> **Directions for this task**:
Rewrite the records from the line with "For each instance of the brick" to the line with "pixel 175 134", changing every "innermost point" to "central point" and leaving all else unchanged. Give only those lines.

> **Extracted data**:
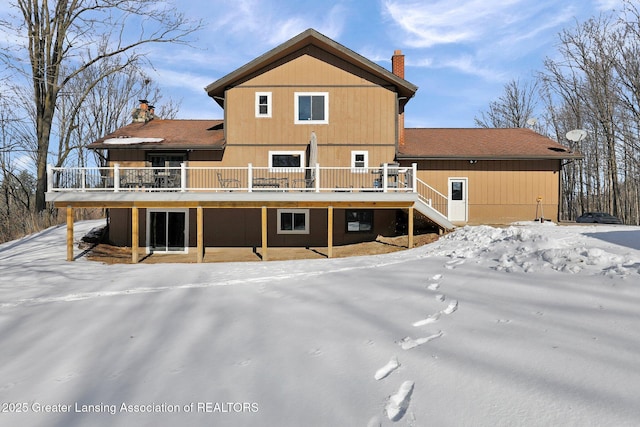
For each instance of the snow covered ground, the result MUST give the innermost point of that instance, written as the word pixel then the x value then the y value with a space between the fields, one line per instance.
pixel 530 325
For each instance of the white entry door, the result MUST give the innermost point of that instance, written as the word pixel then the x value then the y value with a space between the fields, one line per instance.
pixel 458 203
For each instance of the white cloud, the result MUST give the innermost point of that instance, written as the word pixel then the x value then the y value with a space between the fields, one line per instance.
pixel 183 80
pixel 445 22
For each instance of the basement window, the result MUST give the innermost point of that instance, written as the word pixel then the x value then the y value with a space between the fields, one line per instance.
pixel 359 221
pixel 293 221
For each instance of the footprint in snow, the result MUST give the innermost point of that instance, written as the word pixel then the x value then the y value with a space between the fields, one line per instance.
pixel 374 422
pixel 407 343
pixel 399 402
pixel 315 352
pixel 450 265
pixel 391 366
pixel 453 306
pixel 431 319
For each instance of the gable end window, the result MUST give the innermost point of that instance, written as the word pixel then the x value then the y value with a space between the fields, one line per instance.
pixel 286 159
pixel 359 161
pixel 263 104
pixel 311 107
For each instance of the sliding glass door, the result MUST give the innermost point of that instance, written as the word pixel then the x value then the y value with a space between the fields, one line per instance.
pixel 167 230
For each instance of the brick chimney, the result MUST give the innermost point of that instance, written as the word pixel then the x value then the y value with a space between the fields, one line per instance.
pixel 397 68
pixel 397 63
pixel 144 113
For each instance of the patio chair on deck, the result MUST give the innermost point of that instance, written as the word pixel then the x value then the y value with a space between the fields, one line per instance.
pixel 228 182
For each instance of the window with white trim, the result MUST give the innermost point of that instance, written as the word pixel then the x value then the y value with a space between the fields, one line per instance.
pixel 359 161
pixel 359 220
pixel 293 221
pixel 263 104
pixel 311 107
pixel 286 159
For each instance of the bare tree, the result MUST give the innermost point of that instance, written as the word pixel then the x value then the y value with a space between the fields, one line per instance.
pixel 513 108
pixel 56 32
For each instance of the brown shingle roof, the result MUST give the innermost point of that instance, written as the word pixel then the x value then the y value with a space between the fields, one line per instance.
pixel 480 143
pixel 175 134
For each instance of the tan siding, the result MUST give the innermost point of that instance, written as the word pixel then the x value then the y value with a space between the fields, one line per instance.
pixel 499 191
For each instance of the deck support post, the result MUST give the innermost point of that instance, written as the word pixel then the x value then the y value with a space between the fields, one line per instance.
pixel 200 234
pixel 69 233
pixel 135 224
pixel 330 232
pixel 410 228
pixel 264 234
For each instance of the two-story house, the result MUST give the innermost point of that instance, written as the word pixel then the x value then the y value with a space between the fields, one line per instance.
pixel 312 151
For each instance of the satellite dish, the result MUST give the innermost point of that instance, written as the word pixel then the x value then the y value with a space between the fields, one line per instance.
pixel 576 135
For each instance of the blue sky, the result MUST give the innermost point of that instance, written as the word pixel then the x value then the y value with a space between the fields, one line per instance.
pixel 459 53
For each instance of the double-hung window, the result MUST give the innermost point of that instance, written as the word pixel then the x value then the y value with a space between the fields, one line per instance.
pixel 263 104
pixel 311 107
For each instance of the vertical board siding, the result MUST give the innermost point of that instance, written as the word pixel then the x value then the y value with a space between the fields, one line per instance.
pixel 499 191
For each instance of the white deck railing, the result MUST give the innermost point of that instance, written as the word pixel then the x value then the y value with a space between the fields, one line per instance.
pixel 385 178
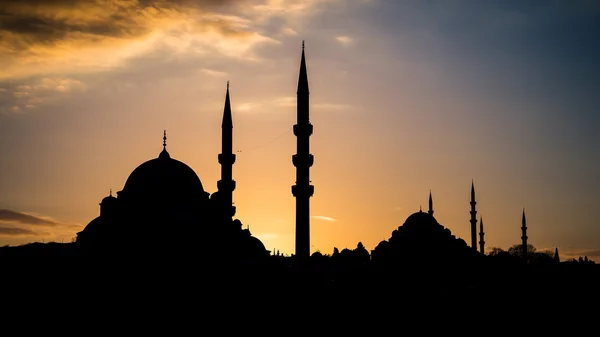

> **Task result**:
For each instance of the brick chimney, the result MUST give the central point of that instance, written as the word pixel then the x value then the y value with a space between the fields, one line per instance.
pixel 397 68
pixel 397 63
pixel 144 113
For each instance of the patio chair on deck, the result MUST give the central point of that instance, written as the word pixel then the x value then the y value with a space between the fields, one line per instance.
pixel 228 182
For each instance of the window with white trim, the result MUST give the central point of that instance, written as the word pixel then the x value then the y value with a space between the fields, one line per instance.
pixel 359 161
pixel 359 220
pixel 293 221
pixel 263 104
pixel 311 107
pixel 286 159
For each instance of the bare tree, the result MUST give the central point of that instance, written as the word pixel then the x value then the y value with a space between the fields, one line per instance.
pixel 513 108
pixel 56 32
For each instance of the brown shingle roof, the result MUST give the central point of that instance, written as the word pixel then the x value then the y value with a space between the fields, one line per instance.
pixel 480 143
pixel 175 134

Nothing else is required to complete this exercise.